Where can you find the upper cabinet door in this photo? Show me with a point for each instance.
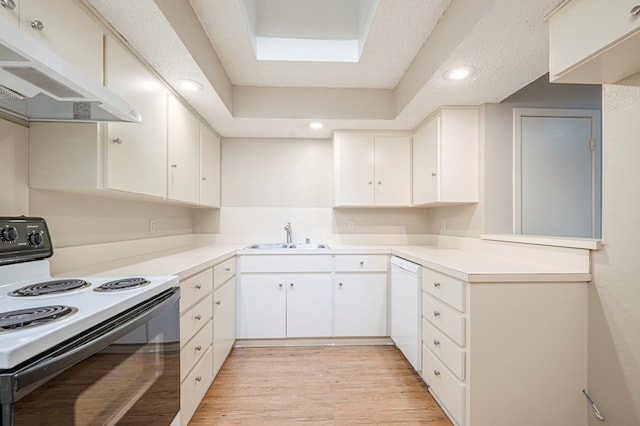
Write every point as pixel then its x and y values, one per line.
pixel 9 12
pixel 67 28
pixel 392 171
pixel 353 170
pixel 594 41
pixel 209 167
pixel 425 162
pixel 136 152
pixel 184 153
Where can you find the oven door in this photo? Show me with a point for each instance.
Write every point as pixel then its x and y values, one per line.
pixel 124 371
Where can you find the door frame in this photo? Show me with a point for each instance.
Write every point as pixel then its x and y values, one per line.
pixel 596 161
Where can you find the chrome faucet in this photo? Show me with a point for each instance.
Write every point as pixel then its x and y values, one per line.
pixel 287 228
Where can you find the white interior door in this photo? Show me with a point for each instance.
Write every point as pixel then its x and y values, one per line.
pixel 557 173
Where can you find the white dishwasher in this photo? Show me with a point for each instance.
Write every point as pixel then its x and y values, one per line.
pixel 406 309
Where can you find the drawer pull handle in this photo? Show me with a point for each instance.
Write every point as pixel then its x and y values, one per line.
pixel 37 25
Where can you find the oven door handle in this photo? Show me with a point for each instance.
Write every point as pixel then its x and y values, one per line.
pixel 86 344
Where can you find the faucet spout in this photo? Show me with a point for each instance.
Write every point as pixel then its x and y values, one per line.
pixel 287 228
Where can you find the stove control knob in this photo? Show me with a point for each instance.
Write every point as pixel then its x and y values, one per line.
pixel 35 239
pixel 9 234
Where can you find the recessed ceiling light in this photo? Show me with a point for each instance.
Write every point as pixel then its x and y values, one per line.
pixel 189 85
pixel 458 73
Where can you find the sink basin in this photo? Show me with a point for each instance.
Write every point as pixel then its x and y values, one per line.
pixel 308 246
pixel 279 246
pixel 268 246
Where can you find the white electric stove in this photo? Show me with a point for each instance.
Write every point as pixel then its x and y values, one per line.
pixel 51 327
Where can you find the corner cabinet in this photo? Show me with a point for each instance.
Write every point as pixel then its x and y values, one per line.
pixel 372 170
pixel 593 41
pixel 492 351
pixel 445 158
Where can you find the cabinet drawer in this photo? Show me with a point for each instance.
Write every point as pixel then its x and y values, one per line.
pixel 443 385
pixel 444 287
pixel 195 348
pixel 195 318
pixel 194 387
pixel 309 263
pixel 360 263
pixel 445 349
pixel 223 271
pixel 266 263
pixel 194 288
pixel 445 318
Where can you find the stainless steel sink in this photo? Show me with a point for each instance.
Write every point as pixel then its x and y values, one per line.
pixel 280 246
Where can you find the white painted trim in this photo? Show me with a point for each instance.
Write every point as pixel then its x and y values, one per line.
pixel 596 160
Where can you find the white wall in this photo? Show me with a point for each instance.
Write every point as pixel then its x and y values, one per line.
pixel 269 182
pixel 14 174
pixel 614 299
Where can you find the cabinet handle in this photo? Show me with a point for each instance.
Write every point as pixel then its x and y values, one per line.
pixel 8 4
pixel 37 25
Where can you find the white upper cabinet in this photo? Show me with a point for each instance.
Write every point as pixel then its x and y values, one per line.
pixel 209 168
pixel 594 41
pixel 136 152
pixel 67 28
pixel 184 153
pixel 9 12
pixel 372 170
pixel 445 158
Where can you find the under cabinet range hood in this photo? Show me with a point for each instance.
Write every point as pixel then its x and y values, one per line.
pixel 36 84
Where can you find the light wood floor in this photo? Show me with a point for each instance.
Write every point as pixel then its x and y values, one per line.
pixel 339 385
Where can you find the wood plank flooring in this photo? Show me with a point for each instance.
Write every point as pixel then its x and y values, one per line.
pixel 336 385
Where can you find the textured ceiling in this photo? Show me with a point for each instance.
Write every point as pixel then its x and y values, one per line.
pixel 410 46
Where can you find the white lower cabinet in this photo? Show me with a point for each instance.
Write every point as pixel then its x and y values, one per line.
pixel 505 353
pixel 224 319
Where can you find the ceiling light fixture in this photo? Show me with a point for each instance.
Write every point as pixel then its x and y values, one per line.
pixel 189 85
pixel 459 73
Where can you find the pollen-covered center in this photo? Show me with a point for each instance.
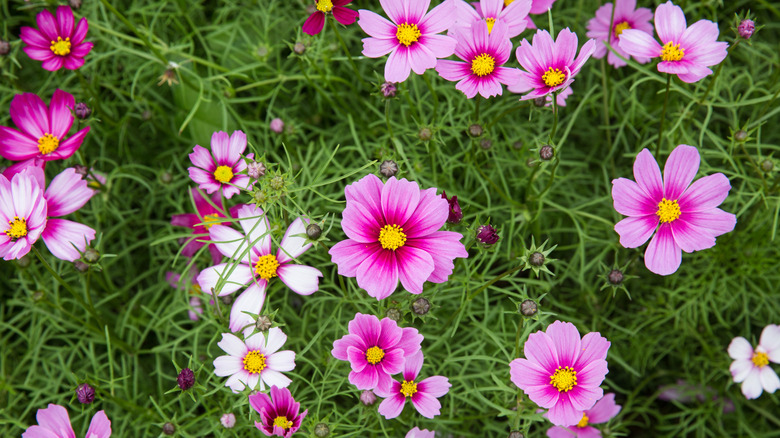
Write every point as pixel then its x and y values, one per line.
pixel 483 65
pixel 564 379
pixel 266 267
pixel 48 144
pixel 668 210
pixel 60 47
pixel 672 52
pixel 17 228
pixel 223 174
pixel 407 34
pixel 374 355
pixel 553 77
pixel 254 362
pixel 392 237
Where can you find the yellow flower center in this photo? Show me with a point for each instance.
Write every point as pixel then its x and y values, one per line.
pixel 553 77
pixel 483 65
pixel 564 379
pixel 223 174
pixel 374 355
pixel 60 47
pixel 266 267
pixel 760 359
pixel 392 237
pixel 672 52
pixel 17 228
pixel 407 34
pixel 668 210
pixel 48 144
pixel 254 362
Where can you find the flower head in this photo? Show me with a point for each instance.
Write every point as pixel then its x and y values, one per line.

——

What the task requires: Reproduce every item above word for word, leaving out the pictures.

Final answer:
Where can you find the upper cabinet door in this photo? Show me with a point for each instance.
Write every point as pixel then its x and y values, one per line.
pixel 9 12
pixel 67 28
pixel 392 171
pixel 353 170
pixel 594 41
pixel 209 167
pixel 425 162
pixel 136 152
pixel 184 153
Where can you find the oven door in this photo? Show me with a point for each instance.
Write every point as pixel then its x and y values, one per line.
pixel 124 371
Where can you find the door frame in this photo? Show me with a point for each instance.
Write every point as pixel then its x and y values, one per line.
pixel 596 161
Where can you find the chrome faucet in this photo? Show me with a point for each instance.
Write every point as pixel then its x and y values, one per line.
pixel 287 228
Where can you find the white interior door in this photo? Show me with a point for each instance.
Write every point as pixel then its x and y values, one per line.
pixel 557 173
Where can you find the white dishwasher in this photo? Show me with a point for each instance.
Write every point as pixel then its x and y values, one per line.
pixel 406 309
Where can you find the drawer pull handle in this photo? Show me with a point for each instance.
Write every point as pixel then its x and y values, one per line.
pixel 37 25
Where can you find the oven door handle in this photo? Show me with a point for each instance.
Write every point as pixel then its x and y values, one per line.
pixel 86 344
Where can you find the faucet spout in this photo? Show me with a point for each instance.
Write every point as pixel then its x and y values, one per line.
pixel 287 228
Where can you find the stove control knob in this photo? Show me with a point for each instance.
Write every point as pixel then its x and y values, one per line.
pixel 35 239
pixel 9 234
Where can you find the recessed ceiling light in this photo? Show me with a point for each instance.
Write every point as pixel then its x and y values, one per line.
pixel 189 85
pixel 458 73
Where can you find the sink basin in this photo? Show me with a point for each instance.
Write every point as pixel then its x and y values, one per line.
pixel 308 246
pixel 279 246
pixel 268 246
Where can you find the white electric stove in this photo? Show me with a point for each instance.
Write every point as pixel then its x and y values, one per line.
pixel 51 327
Where can you find the corner cabinet in this photo? Show me with a point for each instance.
Write every point as pixel then its x and y values, one per line.
pixel 372 170
pixel 593 41
pixel 492 351
pixel 445 158
Where can you find the cabinet drawer in this photo? Show me with a point for each instance.
Write every point as pixel then its x and y values, one per line.
pixel 443 385
pixel 444 287
pixel 195 348
pixel 195 318
pixel 194 387
pixel 309 263
pixel 360 263
pixel 445 349
pixel 223 271
pixel 266 263
pixel 194 288
pixel 445 318
Where can you find the stainless steel sink in this photo? Show me with a point for each instance.
Write every point as pixel then its x and y values, one per line.
pixel 280 246
Where can you find the white painted trim in this photo? Show me with a point for each instance.
Write every point as pixel then its x and y values, one per line.
pixel 596 160
Where can you find the white wall in this photo? Show me with a point for each instance.
Write every point as pixel then its x and y values, one per line.
pixel 269 182
pixel 14 174
pixel 614 299
Where can you find the cabinet handle in this photo? Show me with a point for each instance.
Write every point as pixel then its x and y values, one per line.
pixel 8 4
pixel 37 25
Where can you find the white upper cabinet in this photo? Show me with a point for each instance.
Write every point as pixel then its x and y values, one per line.
pixel 209 168
pixel 594 41
pixel 136 152
pixel 67 28
pixel 184 153
pixel 9 12
pixel 372 170
pixel 445 158
Where can you find the under cabinet range hood in this photo? Show me with a point for each instance.
Write every point as pixel then its x and y values, one per line.
pixel 36 84
Where can you find the light wood floor in this photo? Show me with a point for each instance.
Write every point as pixel then its x and y values, one per line.
pixel 339 385
Where can you find the wood plank flooring in this photo? Show me with a point for each instance.
Write every point as pixel then its x and y values, one per line.
pixel 336 385
Where can you find the textured ceiling in this photo? Show me with a point for each instance.
Write every point as pixel then its x and y values, one per line.
pixel 410 46
Where can you find the white lower cabinet in this photo? Show me with a point for each instance.
Write every point as pixel then its x and y values, one per line.
pixel 505 353
pixel 224 319
Where can you find the ceiling light fixture in this photo? Show me with a point for each instance.
Write every point as pixel then its x and y values, one per line.
pixel 189 85
pixel 459 73
Where can you find the pollen-covered center in this photo? Show me with a point for each instance.
Write every point as pixel then its x and y values, one per line.
pixel 483 65
pixel 564 379
pixel 266 267
pixel 48 144
pixel 668 210
pixel 60 47
pixel 672 52
pixel 17 228
pixel 223 174
pixel 407 34
pixel 374 355
pixel 553 77
pixel 254 362
pixel 392 237
Where can you find the yellow flower center in this photo? Show me with a point for each instance.
Write every point as pixel then its x and y values, one per line.
pixel 553 77
pixel 483 65
pixel 564 379
pixel 223 174
pixel 374 355
pixel 60 47
pixel 266 267
pixel 760 359
pixel 392 237
pixel 672 52
pixel 17 228
pixel 407 34
pixel 668 210
pixel 48 144
pixel 254 362
Where can you find the flower head in this photo? Show me with a point for each instance.
Write every point as pixel then its x and y values, one per line.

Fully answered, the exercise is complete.